### Exercise description
Where "fence" appears in a line of the entries below, that line should be copied.
── Supplied information
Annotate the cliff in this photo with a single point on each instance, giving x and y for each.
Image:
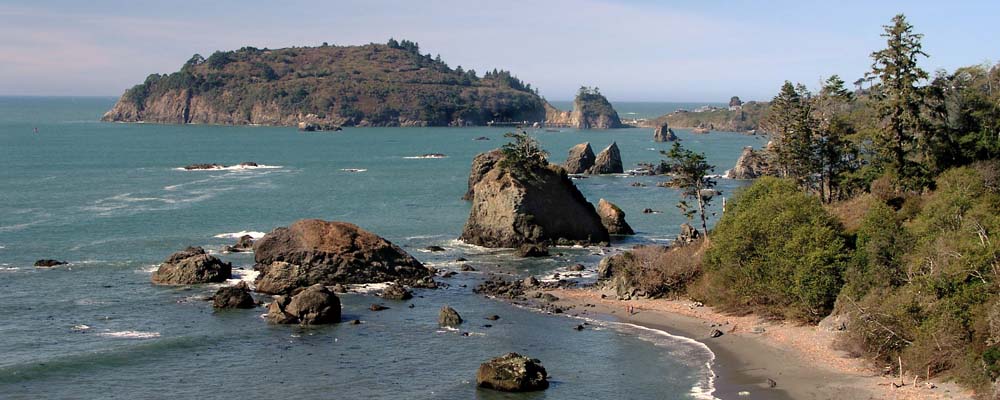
(372, 85)
(591, 110)
(745, 118)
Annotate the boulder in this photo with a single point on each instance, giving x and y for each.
(395, 291)
(688, 234)
(243, 244)
(532, 250)
(449, 317)
(312, 306)
(512, 373)
(314, 251)
(48, 263)
(512, 207)
(663, 133)
(580, 159)
(190, 266)
(752, 164)
(608, 161)
(613, 218)
(237, 296)
(481, 165)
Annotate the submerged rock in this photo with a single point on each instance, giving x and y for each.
(449, 317)
(191, 266)
(312, 306)
(608, 161)
(513, 206)
(48, 263)
(663, 133)
(613, 218)
(512, 372)
(237, 296)
(580, 159)
(313, 251)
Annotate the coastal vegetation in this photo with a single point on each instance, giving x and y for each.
(883, 212)
(390, 84)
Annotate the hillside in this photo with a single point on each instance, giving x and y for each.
(746, 119)
(371, 85)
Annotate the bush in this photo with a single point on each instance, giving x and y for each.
(776, 252)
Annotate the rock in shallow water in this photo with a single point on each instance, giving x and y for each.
(191, 266)
(512, 373)
(312, 306)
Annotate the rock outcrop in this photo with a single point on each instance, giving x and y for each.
(313, 251)
(512, 372)
(613, 218)
(448, 317)
(663, 133)
(580, 159)
(191, 266)
(314, 305)
(608, 161)
(482, 164)
(752, 164)
(512, 207)
(237, 296)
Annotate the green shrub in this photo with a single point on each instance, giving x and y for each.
(777, 252)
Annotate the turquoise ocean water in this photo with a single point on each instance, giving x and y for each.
(109, 199)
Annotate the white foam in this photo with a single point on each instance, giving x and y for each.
(231, 168)
(236, 235)
(131, 334)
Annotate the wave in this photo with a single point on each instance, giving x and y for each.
(131, 334)
(237, 167)
(236, 235)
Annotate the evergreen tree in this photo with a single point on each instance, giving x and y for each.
(899, 101)
(691, 175)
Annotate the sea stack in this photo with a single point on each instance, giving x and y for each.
(530, 204)
(580, 159)
(608, 161)
(663, 133)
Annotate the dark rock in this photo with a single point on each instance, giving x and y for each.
(580, 159)
(449, 317)
(48, 263)
(395, 291)
(313, 251)
(312, 306)
(532, 250)
(191, 266)
(512, 207)
(512, 373)
(663, 133)
(237, 296)
(613, 218)
(609, 161)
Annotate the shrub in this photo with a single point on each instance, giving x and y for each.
(776, 252)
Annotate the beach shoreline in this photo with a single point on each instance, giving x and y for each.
(799, 360)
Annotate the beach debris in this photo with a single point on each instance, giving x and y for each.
(512, 372)
(449, 317)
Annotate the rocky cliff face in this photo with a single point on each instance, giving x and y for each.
(752, 164)
(511, 208)
(371, 85)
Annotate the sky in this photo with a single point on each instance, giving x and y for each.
(638, 50)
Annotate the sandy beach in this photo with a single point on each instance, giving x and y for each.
(799, 359)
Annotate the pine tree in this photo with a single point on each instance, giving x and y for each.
(899, 101)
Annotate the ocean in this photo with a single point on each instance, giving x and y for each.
(111, 200)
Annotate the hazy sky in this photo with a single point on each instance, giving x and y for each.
(633, 50)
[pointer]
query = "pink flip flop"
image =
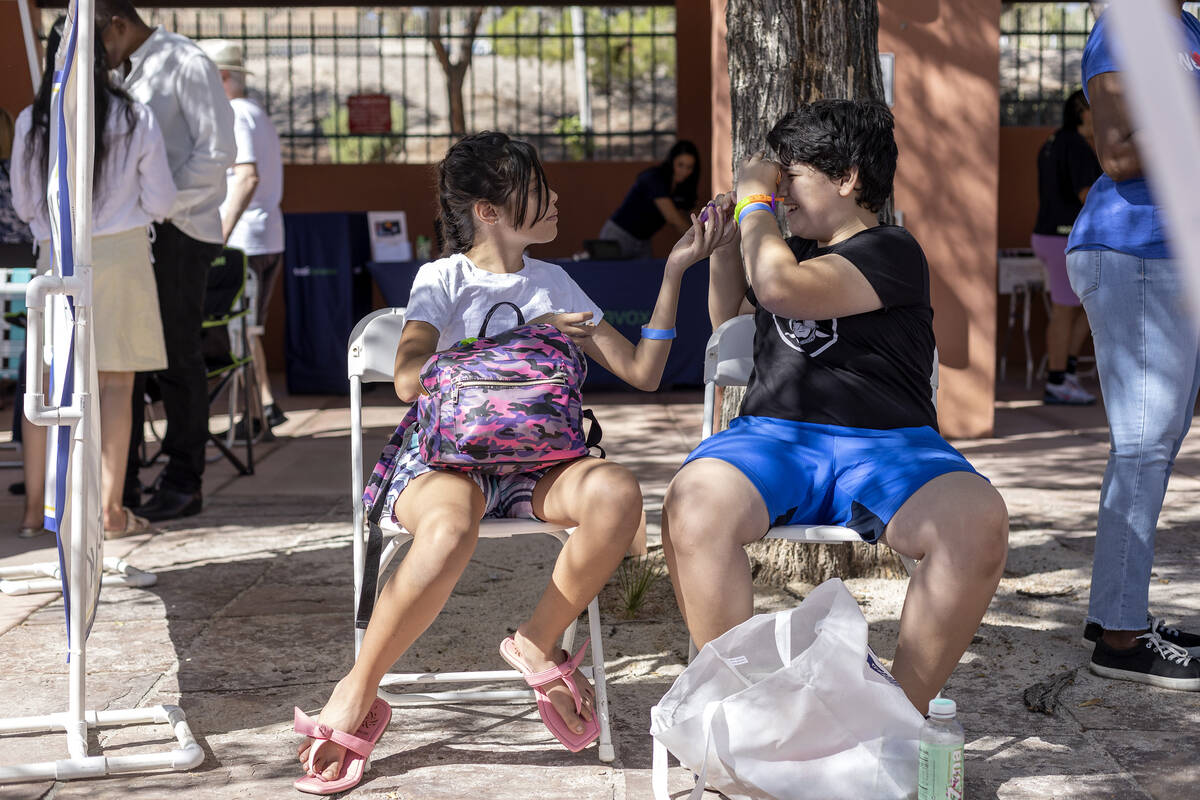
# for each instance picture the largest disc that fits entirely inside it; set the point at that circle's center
(564, 672)
(358, 747)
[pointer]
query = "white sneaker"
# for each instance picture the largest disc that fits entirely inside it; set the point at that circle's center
(1068, 392)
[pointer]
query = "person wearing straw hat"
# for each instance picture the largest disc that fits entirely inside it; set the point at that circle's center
(251, 220)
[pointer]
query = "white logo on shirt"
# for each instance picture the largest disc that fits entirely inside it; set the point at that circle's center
(799, 334)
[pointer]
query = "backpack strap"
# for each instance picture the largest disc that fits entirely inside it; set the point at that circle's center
(487, 317)
(594, 432)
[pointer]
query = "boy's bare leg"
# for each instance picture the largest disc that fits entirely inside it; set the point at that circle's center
(443, 511)
(604, 503)
(712, 511)
(637, 547)
(958, 527)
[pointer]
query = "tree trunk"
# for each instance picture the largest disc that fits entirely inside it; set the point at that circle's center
(455, 71)
(784, 53)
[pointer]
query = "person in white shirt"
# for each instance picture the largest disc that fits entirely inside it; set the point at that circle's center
(171, 74)
(132, 187)
(251, 220)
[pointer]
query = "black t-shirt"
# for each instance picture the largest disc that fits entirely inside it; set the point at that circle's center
(865, 371)
(1066, 167)
(637, 214)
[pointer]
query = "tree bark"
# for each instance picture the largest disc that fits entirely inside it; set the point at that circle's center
(455, 71)
(784, 53)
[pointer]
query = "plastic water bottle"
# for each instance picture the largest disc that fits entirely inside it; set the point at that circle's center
(941, 769)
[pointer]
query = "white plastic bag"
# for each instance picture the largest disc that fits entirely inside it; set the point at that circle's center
(791, 705)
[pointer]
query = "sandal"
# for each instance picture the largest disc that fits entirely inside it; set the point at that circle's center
(133, 525)
(564, 672)
(358, 747)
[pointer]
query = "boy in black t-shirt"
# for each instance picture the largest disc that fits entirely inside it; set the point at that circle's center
(839, 425)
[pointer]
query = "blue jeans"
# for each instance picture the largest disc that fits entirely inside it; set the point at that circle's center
(1147, 353)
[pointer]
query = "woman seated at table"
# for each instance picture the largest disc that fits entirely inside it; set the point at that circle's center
(660, 194)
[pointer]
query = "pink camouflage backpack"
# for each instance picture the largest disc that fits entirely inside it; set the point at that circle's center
(502, 403)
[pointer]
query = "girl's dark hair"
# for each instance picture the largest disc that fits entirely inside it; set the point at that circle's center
(1073, 110)
(689, 188)
(37, 140)
(491, 167)
(832, 136)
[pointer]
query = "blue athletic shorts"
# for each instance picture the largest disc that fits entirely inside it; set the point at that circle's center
(828, 475)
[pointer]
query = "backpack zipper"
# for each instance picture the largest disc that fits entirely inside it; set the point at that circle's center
(558, 380)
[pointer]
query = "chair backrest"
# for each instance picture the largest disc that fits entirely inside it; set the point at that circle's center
(226, 284)
(729, 356)
(372, 352)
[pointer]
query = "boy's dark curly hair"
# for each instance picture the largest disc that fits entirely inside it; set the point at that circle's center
(832, 136)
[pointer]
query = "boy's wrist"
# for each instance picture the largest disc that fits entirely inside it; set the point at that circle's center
(676, 268)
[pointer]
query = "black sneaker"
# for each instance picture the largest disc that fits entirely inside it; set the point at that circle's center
(1189, 642)
(1151, 661)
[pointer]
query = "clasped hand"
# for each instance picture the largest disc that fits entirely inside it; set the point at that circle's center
(573, 323)
(712, 229)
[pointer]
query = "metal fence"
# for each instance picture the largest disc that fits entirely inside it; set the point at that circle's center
(595, 83)
(1041, 49)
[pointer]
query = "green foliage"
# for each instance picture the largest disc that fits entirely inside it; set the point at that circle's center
(611, 50)
(575, 139)
(635, 578)
(349, 149)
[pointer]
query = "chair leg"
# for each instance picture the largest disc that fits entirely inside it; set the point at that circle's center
(606, 751)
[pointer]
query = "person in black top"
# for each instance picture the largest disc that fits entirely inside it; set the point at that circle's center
(660, 194)
(1067, 168)
(839, 425)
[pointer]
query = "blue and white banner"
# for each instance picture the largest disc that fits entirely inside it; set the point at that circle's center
(73, 468)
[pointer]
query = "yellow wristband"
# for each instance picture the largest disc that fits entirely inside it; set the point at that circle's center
(769, 199)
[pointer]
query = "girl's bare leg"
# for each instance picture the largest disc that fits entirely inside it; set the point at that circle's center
(442, 510)
(604, 501)
(115, 394)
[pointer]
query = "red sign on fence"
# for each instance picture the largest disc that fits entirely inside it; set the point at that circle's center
(369, 113)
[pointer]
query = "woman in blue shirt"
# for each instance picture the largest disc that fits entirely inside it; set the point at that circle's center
(661, 194)
(1147, 353)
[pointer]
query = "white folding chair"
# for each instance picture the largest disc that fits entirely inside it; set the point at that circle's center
(729, 359)
(371, 359)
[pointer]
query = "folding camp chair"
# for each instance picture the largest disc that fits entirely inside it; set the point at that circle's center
(227, 356)
(371, 359)
(729, 359)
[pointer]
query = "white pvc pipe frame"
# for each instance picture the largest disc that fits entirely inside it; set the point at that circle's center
(77, 720)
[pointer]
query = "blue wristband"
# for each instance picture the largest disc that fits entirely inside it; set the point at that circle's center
(658, 332)
(754, 206)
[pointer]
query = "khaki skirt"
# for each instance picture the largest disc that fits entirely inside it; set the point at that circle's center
(127, 323)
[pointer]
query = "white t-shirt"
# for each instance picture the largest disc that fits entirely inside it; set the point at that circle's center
(136, 185)
(454, 295)
(259, 230)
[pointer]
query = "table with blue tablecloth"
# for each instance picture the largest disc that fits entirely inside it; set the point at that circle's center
(627, 292)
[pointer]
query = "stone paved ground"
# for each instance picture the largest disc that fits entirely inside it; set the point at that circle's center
(251, 615)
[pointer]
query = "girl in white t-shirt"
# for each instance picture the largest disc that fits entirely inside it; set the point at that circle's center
(495, 203)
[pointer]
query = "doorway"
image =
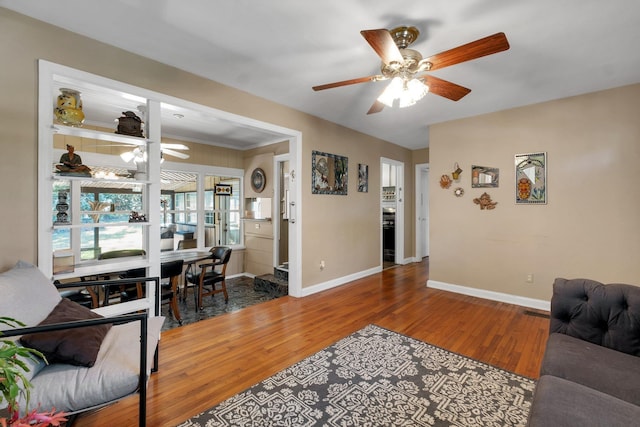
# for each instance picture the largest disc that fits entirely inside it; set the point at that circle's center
(422, 211)
(281, 208)
(391, 212)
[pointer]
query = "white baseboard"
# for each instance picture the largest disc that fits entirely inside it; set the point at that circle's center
(339, 281)
(491, 295)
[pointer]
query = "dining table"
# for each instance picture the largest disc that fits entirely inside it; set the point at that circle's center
(190, 257)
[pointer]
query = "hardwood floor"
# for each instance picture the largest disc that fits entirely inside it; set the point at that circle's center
(204, 363)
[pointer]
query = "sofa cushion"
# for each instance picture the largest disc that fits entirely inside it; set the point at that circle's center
(607, 315)
(27, 295)
(77, 346)
(609, 371)
(19, 288)
(71, 388)
(561, 403)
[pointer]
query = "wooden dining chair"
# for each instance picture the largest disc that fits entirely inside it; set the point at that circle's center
(211, 272)
(125, 293)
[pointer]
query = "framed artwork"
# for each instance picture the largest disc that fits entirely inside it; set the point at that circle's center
(484, 177)
(363, 178)
(222, 190)
(329, 173)
(531, 178)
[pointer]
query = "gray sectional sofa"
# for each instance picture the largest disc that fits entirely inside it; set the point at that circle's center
(590, 374)
(94, 359)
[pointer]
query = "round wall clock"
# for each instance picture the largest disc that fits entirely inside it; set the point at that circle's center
(258, 180)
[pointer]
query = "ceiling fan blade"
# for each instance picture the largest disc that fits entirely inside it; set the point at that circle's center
(382, 42)
(127, 156)
(477, 49)
(172, 146)
(444, 88)
(349, 82)
(175, 154)
(376, 107)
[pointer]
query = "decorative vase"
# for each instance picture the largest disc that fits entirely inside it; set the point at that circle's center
(68, 110)
(62, 217)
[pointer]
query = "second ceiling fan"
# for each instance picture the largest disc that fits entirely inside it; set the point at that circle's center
(405, 67)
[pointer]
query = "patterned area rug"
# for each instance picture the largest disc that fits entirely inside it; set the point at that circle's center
(376, 377)
(242, 294)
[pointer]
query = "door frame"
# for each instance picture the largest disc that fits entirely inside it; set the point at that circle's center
(422, 188)
(277, 206)
(399, 205)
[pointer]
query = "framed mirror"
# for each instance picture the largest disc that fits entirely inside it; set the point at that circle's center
(531, 178)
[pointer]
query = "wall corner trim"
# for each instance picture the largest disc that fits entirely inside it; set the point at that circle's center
(491, 295)
(339, 281)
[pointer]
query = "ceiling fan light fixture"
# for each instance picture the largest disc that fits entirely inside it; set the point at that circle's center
(391, 92)
(417, 88)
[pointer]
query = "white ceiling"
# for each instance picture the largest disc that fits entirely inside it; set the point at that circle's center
(279, 49)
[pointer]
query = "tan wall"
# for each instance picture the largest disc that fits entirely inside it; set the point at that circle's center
(344, 231)
(589, 228)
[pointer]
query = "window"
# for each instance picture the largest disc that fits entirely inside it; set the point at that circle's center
(181, 212)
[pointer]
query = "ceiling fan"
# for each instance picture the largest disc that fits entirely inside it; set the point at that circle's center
(405, 67)
(139, 154)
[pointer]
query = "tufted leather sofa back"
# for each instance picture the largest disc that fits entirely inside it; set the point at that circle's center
(607, 315)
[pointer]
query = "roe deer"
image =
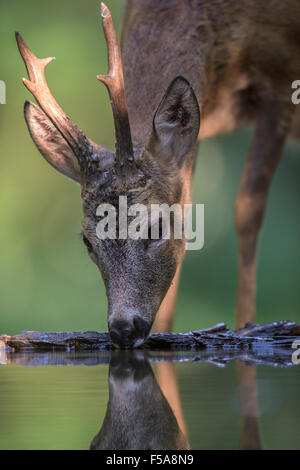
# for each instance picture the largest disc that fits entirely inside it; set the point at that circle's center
(228, 60)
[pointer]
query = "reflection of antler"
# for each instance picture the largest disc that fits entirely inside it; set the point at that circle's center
(250, 434)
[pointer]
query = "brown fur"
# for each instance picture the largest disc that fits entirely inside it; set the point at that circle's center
(233, 59)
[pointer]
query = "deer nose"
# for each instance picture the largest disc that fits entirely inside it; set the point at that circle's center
(129, 334)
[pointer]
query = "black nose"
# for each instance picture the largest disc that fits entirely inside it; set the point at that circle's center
(129, 334)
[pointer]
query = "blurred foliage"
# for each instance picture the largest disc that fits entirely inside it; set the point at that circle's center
(47, 280)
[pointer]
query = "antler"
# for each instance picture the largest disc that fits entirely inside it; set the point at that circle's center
(114, 82)
(37, 85)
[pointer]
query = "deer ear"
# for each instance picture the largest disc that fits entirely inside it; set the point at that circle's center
(176, 123)
(50, 142)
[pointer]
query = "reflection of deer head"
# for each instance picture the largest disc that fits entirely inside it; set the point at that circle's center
(138, 416)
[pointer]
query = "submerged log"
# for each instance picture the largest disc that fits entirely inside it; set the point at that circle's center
(279, 334)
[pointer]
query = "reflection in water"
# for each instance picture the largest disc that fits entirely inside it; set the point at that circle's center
(138, 415)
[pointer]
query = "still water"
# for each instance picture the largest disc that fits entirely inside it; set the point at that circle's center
(129, 400)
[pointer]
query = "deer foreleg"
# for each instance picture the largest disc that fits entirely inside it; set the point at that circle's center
(272, 126)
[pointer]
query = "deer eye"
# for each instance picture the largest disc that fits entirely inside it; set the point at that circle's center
(87, 243)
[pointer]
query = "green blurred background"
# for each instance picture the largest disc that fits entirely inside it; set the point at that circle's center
(47, 281)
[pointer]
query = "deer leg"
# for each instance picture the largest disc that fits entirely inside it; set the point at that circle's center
(264, 154)
(165, 315)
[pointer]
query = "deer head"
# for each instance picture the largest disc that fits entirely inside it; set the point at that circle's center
(136, 273)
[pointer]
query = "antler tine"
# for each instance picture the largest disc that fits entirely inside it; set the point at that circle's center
(114, 82)
(37, 85)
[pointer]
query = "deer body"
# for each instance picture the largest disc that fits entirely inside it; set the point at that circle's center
(221, 61)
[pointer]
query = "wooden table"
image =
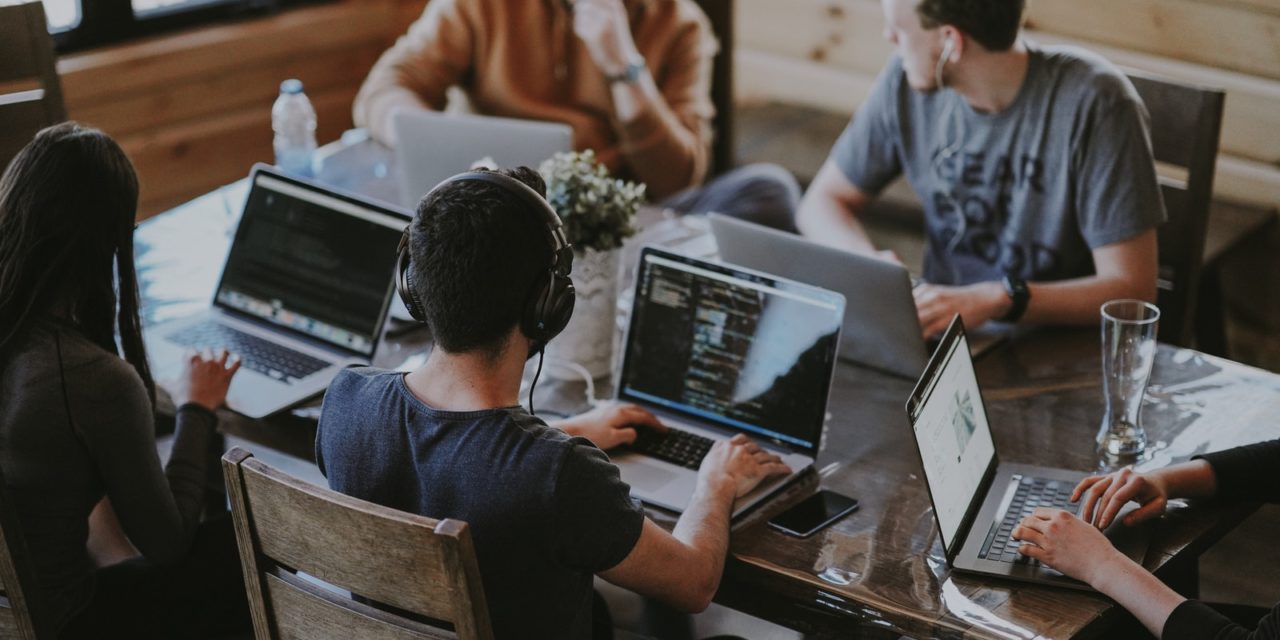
────
### Result of this exercise
query = "metal fence"
query = "red sign on fence"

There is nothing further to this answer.